Materials provided:
####

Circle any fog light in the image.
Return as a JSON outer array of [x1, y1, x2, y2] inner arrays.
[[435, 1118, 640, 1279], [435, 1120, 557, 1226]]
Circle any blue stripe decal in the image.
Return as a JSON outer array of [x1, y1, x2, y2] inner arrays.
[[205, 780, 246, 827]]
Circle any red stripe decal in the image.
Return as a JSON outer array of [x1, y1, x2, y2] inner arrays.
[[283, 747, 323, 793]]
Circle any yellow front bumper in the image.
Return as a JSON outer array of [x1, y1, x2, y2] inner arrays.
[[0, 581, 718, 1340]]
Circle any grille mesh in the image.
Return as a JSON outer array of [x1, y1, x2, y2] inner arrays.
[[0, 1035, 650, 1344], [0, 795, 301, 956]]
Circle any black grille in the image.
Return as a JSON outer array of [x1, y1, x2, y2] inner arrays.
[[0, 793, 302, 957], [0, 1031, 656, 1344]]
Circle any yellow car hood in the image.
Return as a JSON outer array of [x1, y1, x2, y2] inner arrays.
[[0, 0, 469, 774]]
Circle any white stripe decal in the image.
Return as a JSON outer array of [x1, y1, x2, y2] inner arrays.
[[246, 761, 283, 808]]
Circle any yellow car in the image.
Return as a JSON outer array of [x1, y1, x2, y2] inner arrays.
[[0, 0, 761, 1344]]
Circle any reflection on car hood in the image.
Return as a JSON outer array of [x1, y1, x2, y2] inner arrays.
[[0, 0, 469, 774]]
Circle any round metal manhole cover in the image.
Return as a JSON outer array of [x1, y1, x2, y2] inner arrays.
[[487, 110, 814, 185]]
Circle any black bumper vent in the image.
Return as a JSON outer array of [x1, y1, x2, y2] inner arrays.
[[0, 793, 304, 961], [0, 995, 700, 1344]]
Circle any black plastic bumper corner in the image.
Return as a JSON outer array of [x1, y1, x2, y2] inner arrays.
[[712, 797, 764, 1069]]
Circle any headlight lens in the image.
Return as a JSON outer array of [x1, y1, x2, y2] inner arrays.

####

Task requirements:
Reproduce everything from the start of the records down through the line containing "[[246, 761, 283, 808]]", including the requests. Shift every box coordinate in the answers by adding 32.

Solution for this task:
Circle any fog light in the image.
Return as a JSON outer array of [x1, y1, x2, y2] inner arrays.
[[467, 1150, 672, 1311], [467, 1152, 589, 1258]]
Circle any blue stripe decal in the image.
Return as a JSON outer array of [x1, y1, x2, y2] inner arrays.
[[237, 812, 278, 859]]
Circle any red stripe decal in the image.
Return as a JSON outer array of [x1, y1, x2, y2] inner arrays.
[[315, 779, 355, 825]]
Circle any yellow front bumper in the image.
Return as a JSON outer array of [x1, y1, x2, y2] inner arrays.
[[32, 613, 750, 1372]]
Circle any grille mesh in the image.
Return as a JSON outer array of [x1, y1, x2, y2] inner arrays.
[[32, 1067, 682, 1376], [32, 827, 333, 988]]
Circle any black grille in the image.
Return as a JSON outer array of [x1, y1, x2, y2] inner arrays.
[[32, 825, 334, 989], [32, 1063, 688, 1376]]
Circle any yellow car hood in the image.
Return as a JSON outer array of [x1, y1, x2, y2] inner arrays.
[[32, 32, 501, 806]]
Circle any white stripe decal in the image.
Return as a JSON outer array of [x1, y1, x2, y2] inner arrays.
[[278, 793, 315, 840]]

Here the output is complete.